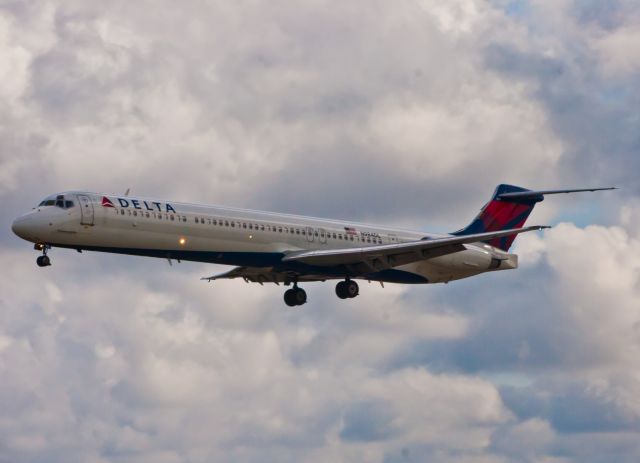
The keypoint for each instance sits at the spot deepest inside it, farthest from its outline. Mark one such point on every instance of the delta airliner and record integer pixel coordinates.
(282, 248)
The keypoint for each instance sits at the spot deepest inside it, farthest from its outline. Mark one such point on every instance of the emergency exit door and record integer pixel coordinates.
(86, 210)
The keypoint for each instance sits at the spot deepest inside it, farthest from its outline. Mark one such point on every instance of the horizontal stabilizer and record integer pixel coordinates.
(533, 194)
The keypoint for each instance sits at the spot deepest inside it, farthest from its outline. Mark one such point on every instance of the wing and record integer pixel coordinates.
(392, 255)
(265, 275)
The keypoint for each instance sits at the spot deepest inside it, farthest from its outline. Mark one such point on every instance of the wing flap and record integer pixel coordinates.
(263, 275)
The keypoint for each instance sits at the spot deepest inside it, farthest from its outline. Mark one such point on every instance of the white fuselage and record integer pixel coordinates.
(149, 227)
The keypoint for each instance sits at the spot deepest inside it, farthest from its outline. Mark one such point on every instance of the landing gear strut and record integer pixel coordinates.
(295, 296)
(43, 260)
(347, 289)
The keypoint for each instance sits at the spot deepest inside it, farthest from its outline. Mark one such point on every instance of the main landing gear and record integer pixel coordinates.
(295, 296)
(43, 260)
(347, 289)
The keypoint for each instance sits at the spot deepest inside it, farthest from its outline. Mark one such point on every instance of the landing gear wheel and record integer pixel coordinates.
(43, 261)
(300, 296)
(347, 289)
(295, 296)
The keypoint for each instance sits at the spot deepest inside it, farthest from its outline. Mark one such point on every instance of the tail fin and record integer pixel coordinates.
(503, 213)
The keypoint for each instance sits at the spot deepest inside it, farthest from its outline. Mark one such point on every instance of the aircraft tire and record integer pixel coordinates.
(351, 289)
(300, 296)
(341, 290)
(289, 297)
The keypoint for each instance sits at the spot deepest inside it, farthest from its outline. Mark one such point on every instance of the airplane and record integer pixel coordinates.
(283, 248)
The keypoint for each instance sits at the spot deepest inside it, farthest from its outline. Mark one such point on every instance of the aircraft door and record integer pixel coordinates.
(86, 210)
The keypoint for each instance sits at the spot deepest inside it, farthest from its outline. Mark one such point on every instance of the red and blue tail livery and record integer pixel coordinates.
(509, 208)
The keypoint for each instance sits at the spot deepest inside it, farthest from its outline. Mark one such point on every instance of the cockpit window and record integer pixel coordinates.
(58, 201)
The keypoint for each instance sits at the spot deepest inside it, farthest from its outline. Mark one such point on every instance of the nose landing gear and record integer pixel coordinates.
(43, 260)
(295, 296)
(347, 289)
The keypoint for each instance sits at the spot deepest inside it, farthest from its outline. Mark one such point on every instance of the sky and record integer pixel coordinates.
(403, 113)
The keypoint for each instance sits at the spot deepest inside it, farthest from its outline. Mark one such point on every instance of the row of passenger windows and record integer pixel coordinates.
(154, 215)
(252, 226)
(286, 229)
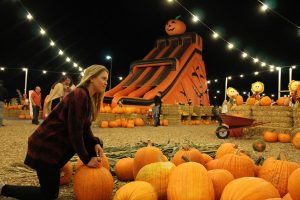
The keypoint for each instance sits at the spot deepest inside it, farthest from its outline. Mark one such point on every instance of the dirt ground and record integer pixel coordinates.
(13, 140)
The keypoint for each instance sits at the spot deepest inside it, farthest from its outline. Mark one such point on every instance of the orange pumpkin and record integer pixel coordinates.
(193, 155)
(283, 101)
(249, 188)
(190, 180)
(239, 100)
(238, 165)
(157, 174)
(124, 169)
(220, 178)
(284, 137)
(93, 183)
(66, 173)
(293, 184)
(175, 27)
(104, 124)
(136, 190)
(277, 172)
(251, 101)
(146, 155)
(270, 136)
(265, 101)
(225, 148)
(296, 140)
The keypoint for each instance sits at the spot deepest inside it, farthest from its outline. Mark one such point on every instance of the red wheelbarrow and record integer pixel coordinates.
(233, 126)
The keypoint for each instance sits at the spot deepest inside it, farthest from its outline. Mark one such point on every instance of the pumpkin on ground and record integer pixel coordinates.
(66, 173)
(146, 155)
(270, 136)
(277, 172)
(293, 184)
(175, 27)
(284, 137)
(259, 145)
(93, 183)
(136, 190)
(193, 155)
(247, 188)
(296, 140)
(220, 178)
(237, 164)
(190, 180)
(226, 148)
(124, 169)
(157, 174)
(266, 101)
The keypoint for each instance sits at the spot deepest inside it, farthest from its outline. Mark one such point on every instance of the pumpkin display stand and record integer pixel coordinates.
(233, 126)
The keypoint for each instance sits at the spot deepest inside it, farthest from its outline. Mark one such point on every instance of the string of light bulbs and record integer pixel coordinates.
(265, 7)
(230, 45)
(52, 42)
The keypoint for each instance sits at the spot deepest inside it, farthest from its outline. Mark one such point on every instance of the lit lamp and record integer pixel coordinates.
(110, 72)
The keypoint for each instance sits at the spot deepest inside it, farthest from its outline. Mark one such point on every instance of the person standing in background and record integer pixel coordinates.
(36, 104)
(3, 97)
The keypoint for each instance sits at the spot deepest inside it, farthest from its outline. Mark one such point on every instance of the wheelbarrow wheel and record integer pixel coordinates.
(222, 132)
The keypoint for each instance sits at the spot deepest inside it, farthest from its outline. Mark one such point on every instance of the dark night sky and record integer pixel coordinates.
(88, 30)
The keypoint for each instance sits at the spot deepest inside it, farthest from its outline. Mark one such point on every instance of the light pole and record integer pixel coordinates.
(279, 80)
(110, 71)
(26, 75)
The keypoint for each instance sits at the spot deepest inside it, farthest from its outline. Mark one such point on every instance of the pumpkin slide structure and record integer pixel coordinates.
(174, 67)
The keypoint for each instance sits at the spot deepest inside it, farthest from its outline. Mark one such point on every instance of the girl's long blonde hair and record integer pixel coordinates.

────────

**Exercise details:** Restate each entry word for word, please, but drop any images it holds.

**Solution:**
The keypoint for each instance sits at the spot deepest inside it, farthest from its outline. Mark one such point on every instance of the delta airliner and record integer pixel coordinates.
(282, 248)
The keypoint for each instance sits at the spot deepest inside it, farthest from its outline. Mark one such point on every instance of the emergency exit door and record integer pixel coordinates.
(86, 210)
The keypoint for each instance sits at the spot deepest inside it, farthest from its outline. Mark one such point on every instance of the horizontal stabilizer and record integer pixel coordinates.
(533, 194)
The keypoint for each instance sits at the spot deepest inside it, farthest from its outline. Mark one such point on every instance of the wing and record integer pixel coordinates.
(392, 255)
(265, 275)
The keypoint for each instance sits at the spot deepest inside it, farthest from its outline. Mark one such point on every instance of the wing flap and record integer pixel coordinates.
(263, 275)
The keypoint for each instance sits at the spot deepest inside it, farthest from its outline. Mark one such point on every instance of the white fuselage and record integer pixel coordinates.
(149, 227)
The keypoint for each instance sits at the spot deepest inside it, farthest from its outline. Mark one such point on every instance of the landing gear strut and record integer pixel coordinates.
(295, 296)
(43, 260)
(347, 289)
The keypoint for each instance sits at the spot deepest inside it, farthest from its outline. Mark one such point on every instance of the main landing gear and record integer pixel coordinates.
(295, 296)
(43, 260)
(347, 289)
The keypoint for each instance sits at the spot deepest inside it, farthest from its outline. Mark one such point on every instance of the landing gear wheel and record integer pixel coordinates.
(43, 261)
(300, 296)
(347, 289)
(295, 296)
The keypoint for each instance sits at the spot deepest inside it, farthest from its outline. Mark one such point on every instance of the tail fin and record integer pixel coordinates.
(503, 213)
The keypoint for each instance sits at the spot deepest inside it, farthest from its outline. Mark one such point on every instance of the aircraft tire and record integer pixel coordinates.
(351, 289)
(300, 296)
(341, 290)
(289, 297)
The keypoint for each instance sits at the spot deepest inside it, farthest from its outline. Mark one such point on every instance of the airplane and record integer pixel coordinates.
(283, 248)
The keypoint for each instance sits at the spot deepest inside it, farthest from its outline. Mark one such point on every instance of the aircraft door and record integer pixel coordinates.
(86, 210)
The keypoint for each instance sits at the spot deepest inside it, farthest from its outline. Mark one such point on every instance of the red and blue tail livery and record integer pixel coordinates.
(509, 208)
The keypoint for each instance sits at the spot deepest inside it, farthest from its outline. Mark one such point on every instance of the cockpit window and record integer pixel coordinates.
(58, 201)
The keypoint for each instance sits at the spot deepest inside it, farthest from its outline. Mark one such point on every instance of the nose landing gear and record integer pixel coordinates.
(43, 260)
(295, 296)
(347, 289)
The keypoint for each instance sits at the spot deepest inside it, farthest from its outline. Mark one such point on every instance of the sky and record integer pixel coordinates.
(403, 113)
The keypoint for each instance sits at the spot deepest inside it, farthest from its outline. Mark one such point on every instance of the row of passenger windows and record integer pixel coordinates.
(154, 215)
(252, 226)
(286, 229)
The keypoint for each instance sits at the spot deepest inside it, farthest from its outline. Mark one such point on every instance of the dirt ground and record integer pixel coordinates.
(13, 140)
The keypoint for each instance sits at the spot deepest inside it, farthest from its outline. Mark one such point on every instance of the orange pumpkin and record integer pixel coordinates.
(193, 155)
(283, 101)
(249, 188)
(190, 180)
(239, 100)
(238, 165)
(157, 174)
(124, 169)
(220, 178)
(284, 137)
(93, 183)
(66, 173)
(293, 184)
(175, 27)
(104, 124)
(136, 190)
(277, 172)
(251, 101)
(146, 155)
(270, 136)
(265, 101)
(225, 148)
(296, 140)
The keypoint for each instance sits at the spot deepest inside it, farthest from its outline. Mark one such point on every instance of the red wheelbarrow and record integer pixel coordinates.
(233, 126)
The keypoint for each instance sits at the spot deepest inside it, farthest from its outline. Mark one such point on every instance of the pumpkin on ground and record integer pixel coordinates.
(66, 173)
(146, 155)
(270, 136)
(277, 172)
(293, 184)
(175, 27)
(284, 137)
(259, 145)
(93, 183)
(136, 190)
(193, 155)
(247, 188)
(296, 140)
(220, 178)
(237, 164)
(190, 180)
(226, 148)
(124, 169)
(157, 174)
(266, 101)
The keypoint for each instance sits at the spot deepest inside it, farthest from its outline. Mark one such point on every instance of the pumpkin display stand and record integer pixel coordinates.
(233, 126)
The keypoint for each instance sits at the spot deepest inside it, farthest from its outline. Mark one such point on every instance of the string of light bulbs and record integer pixel coordinates.
(265, 7)
(230, 45)
(52, 42)
The keypoint for each instance sits at the spot deepest inside it, farthest from its outline. Mark one such point on every instance of the lit lamp and record integer pixel coordinates.
(110, 72)
The keypoint for each instance sits at the spot deepest inside it, farthest from its outline. Mark one such point on every instance of the person standing in background and record integer pixel coordinates.
(36, 104)
(3, 97)
The keypoint for each instance sits at the spot deepest inside it, farthest from its outline. Mark one such point on every instance of the wheelbarrow wheel and record integer pixel coordinates.
(222, 132)
The keypoint for each instance sits at the spot deepest inside it, farthest from its outline. Mark one such point on every instance of the dark night sky and record integer pixel coordinates.
(88, 30)
The keypoint for each instance sits at the spot deepest inside it, farthest from its outline. Mark one such point on every instance of the light pole and record integer pixel coordinates.
(279, 80)
(110, 71)
(26, 75)
The keypoint for each instance sits at the spot deepest inside it, farthest from its outline. Mark one such point on every instance of the pumpkin slide structure and record integer pixel coordinates.
(174, 67)
The keypoint for each instance sits at the spot deepest inside it, farthest from its outline. Mark one such point on every instance of the girl's long blonde hair and record integer pixel coordinates.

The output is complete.